> [YOUR OBJECTIVE] Reproduce a passage from the text about McCarthy's wrongful arrest, beginning with the words "Yet, despite obvious" and ending after the words "justify the arrest.".

> [TEXT BLOCK]
*** Begin section ***
Nevertheless, the officers subjected McCarthy to a strip search before transferring her to a federal detention facility in Florence, Arizona. At no point did they allow McCarthy to prove she was not the suspect they were looking for.

After arriving in Florence, the officers strip-searched her again in a room full of other detainees. She was placed in a cold holding cell outfitted with a leaky toilet. "They never let me make a phone call. They never gave me any Miranda rights. They never wanted to hear a single thing I had to say. The proof that I was me," McCarthy said.

It was only after she persuaded a supervisor to allow her to call her sister that anyone in her family knew she had been taken. The officers strip-searched her for a third time just before returning her to Phoenix for a court hearing. McCarthy’s public defender told the court that the authorities had arrested the wrong person. However, the prosecution requested additional time to verify her identity.

After having been in federal custody for about 27 hours, they finally released her. Still, they required her to check in weekly with her court-appointed lawyer. "It was my understanding that I was still considered a Carol Ann Rosack, and I had to prove I was Penny McCarthy in court, up until they dropped those charges," she said.

It was later revealed that the US Marshals had identified McCarthy as Rozak based on a 25-year-old warrant for Rozak and a printout of McCarthy’s Facebook profile. Her maiden name, Burns, was similar to one of Rozak’s aliases, Penny Leigh Burns.

Yet, despite obvious differences in age, eye color, social security numbers, and no shared criminal history, the officers relied on this insufficient information to justify the arrest.

The ordeal has taken a significant toll on McCarthy’s mental health. "I have horrible PTSD. My dog has PTSD. I can't even get her groomed anymore. She's got PTSD so bad," McCarthy said. "I don't know if my house was locked or if the door was full shut. I don't know if they lived inside my house. I know nothing."

McCarthy is now suing the US government and individual federal officers with the help of the Institute for Justice (IJ), a public interest law firm. The lawsuit, filed earlier this month, alleges that the authorities violated her Fourth and Fifth Amendment rights.
*** End section ***
> [DATA RECORDS]
*** Begin section ***
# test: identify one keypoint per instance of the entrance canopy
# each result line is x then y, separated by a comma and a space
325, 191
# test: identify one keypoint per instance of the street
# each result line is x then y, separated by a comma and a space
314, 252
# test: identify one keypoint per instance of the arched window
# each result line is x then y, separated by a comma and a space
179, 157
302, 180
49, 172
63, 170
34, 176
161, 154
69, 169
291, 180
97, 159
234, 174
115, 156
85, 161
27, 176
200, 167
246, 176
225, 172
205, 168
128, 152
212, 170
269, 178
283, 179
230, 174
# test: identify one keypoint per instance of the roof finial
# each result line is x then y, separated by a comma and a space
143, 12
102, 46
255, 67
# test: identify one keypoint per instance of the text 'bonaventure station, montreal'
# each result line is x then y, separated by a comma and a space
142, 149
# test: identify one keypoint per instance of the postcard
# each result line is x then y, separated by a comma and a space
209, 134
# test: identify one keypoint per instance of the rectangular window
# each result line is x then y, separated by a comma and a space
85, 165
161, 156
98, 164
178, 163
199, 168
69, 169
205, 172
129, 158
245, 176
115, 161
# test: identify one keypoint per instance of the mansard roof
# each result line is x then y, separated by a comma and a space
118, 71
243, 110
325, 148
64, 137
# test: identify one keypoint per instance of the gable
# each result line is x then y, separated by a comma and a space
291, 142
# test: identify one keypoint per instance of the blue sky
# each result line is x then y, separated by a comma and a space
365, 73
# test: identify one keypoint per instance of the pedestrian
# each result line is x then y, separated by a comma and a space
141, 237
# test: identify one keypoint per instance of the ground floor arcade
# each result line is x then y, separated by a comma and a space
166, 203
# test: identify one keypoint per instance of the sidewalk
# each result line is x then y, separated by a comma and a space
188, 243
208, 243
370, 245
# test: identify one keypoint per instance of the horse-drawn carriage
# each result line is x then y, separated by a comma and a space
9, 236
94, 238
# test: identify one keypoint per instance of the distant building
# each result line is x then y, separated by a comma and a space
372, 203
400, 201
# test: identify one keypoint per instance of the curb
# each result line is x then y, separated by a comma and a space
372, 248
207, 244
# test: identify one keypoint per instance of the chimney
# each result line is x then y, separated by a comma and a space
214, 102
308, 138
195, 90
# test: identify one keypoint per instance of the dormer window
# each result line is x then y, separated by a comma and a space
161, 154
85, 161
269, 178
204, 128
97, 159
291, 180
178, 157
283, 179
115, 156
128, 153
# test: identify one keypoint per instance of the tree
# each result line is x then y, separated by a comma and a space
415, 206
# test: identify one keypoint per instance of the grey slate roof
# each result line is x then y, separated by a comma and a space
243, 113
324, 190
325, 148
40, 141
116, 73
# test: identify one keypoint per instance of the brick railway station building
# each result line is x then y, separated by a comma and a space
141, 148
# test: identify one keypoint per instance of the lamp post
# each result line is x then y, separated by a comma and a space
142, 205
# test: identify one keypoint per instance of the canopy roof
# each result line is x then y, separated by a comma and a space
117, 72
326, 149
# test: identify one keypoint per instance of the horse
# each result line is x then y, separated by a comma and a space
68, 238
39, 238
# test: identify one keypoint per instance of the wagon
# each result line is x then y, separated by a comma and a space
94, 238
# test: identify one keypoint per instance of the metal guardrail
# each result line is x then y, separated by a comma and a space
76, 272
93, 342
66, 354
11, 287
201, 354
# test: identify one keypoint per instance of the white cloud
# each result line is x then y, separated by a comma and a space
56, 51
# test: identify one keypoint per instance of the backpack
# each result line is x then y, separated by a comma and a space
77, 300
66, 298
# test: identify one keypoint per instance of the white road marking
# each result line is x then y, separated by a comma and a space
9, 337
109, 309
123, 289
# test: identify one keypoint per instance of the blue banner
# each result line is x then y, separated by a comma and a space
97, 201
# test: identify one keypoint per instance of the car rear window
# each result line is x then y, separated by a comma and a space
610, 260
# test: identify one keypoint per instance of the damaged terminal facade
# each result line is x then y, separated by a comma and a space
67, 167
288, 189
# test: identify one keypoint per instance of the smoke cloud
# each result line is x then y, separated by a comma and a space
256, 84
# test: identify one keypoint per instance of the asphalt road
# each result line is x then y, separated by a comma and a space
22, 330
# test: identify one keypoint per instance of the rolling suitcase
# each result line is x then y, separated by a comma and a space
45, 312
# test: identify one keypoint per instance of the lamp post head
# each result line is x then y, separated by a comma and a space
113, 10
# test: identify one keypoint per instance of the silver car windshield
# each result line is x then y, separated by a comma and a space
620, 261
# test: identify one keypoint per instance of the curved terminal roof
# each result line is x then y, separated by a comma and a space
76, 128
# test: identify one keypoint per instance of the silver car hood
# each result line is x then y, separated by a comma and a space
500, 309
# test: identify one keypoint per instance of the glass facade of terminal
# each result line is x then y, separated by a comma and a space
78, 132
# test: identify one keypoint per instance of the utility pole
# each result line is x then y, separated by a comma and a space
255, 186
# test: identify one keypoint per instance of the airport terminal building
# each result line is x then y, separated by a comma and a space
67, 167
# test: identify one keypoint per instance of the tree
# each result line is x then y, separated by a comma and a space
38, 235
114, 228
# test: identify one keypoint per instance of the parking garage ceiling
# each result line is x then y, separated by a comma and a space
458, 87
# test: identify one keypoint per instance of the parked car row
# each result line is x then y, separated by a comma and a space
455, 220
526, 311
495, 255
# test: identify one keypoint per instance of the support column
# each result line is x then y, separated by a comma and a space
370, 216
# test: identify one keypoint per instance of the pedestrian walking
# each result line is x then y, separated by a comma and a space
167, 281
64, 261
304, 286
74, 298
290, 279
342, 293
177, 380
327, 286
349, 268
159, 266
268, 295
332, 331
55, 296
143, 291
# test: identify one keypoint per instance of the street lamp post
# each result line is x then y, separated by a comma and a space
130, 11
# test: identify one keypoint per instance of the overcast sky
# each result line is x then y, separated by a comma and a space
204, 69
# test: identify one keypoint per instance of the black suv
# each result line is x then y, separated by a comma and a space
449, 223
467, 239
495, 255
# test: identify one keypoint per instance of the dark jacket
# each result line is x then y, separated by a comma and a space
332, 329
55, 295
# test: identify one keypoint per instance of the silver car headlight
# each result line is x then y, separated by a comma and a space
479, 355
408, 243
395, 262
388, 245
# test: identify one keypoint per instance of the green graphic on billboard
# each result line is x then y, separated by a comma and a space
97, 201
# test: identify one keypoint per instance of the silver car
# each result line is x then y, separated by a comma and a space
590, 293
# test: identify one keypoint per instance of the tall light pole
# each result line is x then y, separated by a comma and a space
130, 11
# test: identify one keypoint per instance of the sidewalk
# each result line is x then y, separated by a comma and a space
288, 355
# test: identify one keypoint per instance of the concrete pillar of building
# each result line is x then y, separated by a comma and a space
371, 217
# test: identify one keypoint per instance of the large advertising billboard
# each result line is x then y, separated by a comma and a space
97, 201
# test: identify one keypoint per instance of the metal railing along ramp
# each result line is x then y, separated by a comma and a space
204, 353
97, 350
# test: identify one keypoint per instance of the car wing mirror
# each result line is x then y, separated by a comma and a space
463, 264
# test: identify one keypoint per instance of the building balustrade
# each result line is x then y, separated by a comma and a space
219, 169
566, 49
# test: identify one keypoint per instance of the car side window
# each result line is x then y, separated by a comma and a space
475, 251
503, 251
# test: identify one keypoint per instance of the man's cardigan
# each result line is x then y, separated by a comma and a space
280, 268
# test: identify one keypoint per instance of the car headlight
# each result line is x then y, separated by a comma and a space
*** End section ***
> [SOLUTION TO THIS TASK]
Yet, despite obvious differences in age, eye color, social security numbers, and no shared criminal history, the officers relied on this insufficient information to justify the arrest.